Text block:
Start of Block
Monday 23 May 2011

Animal cloning


Animal cloning

Animal cloning is the process in which a single cell is taken from the parent organism, i.e. an animal in this case, which helps in reproducing a genetically identical organism. The cloned animal is an exact duplicate of its parent in every way, besides having the same DNA. The first cloned animal was a sheep named “Dolly”

History on Animal Cloning

Attempts to clone animals were made from a very long time. The timeline below shows the history of animal cloning from 1952 to 2001 which will give an overview of what animals were researched on and when was this done.

Fifty years of animal cloning

1952: Cloning by nuclear transfer first demonstrated in animals. Source of nuclei was the very early embryo of the frog Rana pipens.
1956: Animal cloning in toads (Xenopus laevis) achieved by nuclear transfer from tadpoles.
End of Block
Exercise data:
Start of Block
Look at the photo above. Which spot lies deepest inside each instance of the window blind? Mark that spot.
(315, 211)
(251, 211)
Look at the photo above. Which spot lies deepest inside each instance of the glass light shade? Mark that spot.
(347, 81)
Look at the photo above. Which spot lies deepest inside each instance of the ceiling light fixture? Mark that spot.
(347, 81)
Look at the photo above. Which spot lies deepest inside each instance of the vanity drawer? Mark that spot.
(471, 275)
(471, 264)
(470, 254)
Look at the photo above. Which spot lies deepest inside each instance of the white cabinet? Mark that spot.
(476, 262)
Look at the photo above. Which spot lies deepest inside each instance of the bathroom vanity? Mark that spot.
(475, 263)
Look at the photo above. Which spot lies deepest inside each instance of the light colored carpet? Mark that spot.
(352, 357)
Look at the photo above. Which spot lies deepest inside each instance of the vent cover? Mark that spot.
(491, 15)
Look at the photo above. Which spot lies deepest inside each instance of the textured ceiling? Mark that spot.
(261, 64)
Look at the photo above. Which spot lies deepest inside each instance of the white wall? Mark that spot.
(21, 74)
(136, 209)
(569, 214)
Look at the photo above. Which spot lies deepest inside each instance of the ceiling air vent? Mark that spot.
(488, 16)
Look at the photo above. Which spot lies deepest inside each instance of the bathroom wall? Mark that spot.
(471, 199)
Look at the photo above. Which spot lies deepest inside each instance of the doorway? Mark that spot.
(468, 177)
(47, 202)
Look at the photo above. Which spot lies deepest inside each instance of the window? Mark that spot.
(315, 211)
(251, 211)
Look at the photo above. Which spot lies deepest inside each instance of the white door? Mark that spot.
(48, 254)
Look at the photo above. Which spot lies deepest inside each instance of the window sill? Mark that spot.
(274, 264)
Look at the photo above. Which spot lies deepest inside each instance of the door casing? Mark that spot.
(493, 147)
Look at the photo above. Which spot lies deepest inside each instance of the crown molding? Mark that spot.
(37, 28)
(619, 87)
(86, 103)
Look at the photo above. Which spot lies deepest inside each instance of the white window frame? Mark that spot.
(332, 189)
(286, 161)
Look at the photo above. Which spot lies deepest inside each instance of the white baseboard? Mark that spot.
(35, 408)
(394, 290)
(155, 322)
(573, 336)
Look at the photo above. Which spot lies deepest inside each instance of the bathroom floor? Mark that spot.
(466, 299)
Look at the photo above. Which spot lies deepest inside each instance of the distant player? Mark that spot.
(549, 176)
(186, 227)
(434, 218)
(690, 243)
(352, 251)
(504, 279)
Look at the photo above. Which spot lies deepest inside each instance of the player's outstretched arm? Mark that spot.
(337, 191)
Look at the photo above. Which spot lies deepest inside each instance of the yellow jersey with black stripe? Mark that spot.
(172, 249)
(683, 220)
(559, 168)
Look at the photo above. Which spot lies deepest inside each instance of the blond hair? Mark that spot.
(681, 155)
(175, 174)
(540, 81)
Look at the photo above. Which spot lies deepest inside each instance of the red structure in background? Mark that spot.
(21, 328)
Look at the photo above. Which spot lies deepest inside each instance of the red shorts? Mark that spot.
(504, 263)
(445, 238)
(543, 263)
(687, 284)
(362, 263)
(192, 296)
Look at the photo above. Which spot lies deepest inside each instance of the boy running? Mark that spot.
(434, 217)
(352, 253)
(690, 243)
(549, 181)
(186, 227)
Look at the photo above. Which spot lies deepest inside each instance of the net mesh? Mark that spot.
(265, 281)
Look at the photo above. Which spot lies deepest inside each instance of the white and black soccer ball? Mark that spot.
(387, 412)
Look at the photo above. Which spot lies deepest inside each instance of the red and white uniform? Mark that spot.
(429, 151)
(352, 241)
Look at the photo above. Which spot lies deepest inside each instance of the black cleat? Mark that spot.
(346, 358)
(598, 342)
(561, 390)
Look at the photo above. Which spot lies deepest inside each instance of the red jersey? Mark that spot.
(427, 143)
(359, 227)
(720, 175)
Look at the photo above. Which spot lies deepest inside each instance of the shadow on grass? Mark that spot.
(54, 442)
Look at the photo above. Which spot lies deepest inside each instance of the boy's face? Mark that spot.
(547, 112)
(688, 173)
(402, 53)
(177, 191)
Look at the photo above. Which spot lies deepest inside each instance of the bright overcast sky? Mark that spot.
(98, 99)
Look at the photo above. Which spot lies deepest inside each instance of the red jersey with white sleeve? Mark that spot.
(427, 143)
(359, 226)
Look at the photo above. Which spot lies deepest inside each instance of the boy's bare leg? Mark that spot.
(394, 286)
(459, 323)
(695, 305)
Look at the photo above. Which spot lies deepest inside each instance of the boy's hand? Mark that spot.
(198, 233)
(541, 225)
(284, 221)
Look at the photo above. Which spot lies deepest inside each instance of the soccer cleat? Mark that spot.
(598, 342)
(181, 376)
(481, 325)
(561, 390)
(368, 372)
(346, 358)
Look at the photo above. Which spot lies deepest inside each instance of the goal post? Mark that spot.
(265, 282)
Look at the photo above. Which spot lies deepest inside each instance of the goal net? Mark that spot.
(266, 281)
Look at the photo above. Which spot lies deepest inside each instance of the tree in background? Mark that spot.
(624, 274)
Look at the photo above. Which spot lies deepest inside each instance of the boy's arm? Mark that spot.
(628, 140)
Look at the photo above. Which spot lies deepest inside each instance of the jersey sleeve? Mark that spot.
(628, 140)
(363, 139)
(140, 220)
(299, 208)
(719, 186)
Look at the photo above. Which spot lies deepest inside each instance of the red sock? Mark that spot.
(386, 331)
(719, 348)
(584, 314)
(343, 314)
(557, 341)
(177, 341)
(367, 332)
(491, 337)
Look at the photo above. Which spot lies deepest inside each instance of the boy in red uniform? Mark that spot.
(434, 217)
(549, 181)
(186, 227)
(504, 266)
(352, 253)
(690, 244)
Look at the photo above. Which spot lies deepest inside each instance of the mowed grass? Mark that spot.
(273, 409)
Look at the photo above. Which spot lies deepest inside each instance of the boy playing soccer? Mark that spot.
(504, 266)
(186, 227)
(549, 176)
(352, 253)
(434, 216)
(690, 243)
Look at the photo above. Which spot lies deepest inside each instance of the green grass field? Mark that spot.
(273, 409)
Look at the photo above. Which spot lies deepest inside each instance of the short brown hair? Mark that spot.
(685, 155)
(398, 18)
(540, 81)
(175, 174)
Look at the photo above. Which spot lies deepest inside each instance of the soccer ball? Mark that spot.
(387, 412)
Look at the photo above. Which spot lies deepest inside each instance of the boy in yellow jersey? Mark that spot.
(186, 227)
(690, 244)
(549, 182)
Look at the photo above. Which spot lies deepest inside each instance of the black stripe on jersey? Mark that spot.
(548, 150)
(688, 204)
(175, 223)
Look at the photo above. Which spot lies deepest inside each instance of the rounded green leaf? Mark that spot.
End of Block
Questions to answer:
1: In the animal cloning text, what was the source of nuclei when cloning by nuclear transfer was first demonstrated in animals in 1952?
2: Continue the text on animal cloning from its last sentence.

Answers for the tasks:
1: The very early embryo of the frog Rana pipens.

2:
1989-90: Cloning first achieved in mammals (rabbits, sheep, cows) by nuclear transfer from very early embryos.
1995: Cloning first achieved by nuclear transfer from cultured mammalian cell line, resulting in the sheep Megan and Morag.
1997: Cloning first achieved using adult sheep cell, resulting in Dolly.
1997: Cloning first achieved using a transgenic sheep, Polly.
1998-2000: Cloning achieved using adult cells in mice, cows, pigs, goats and monkeys.
2001: Cloning first achieved following gene knockout in sheep.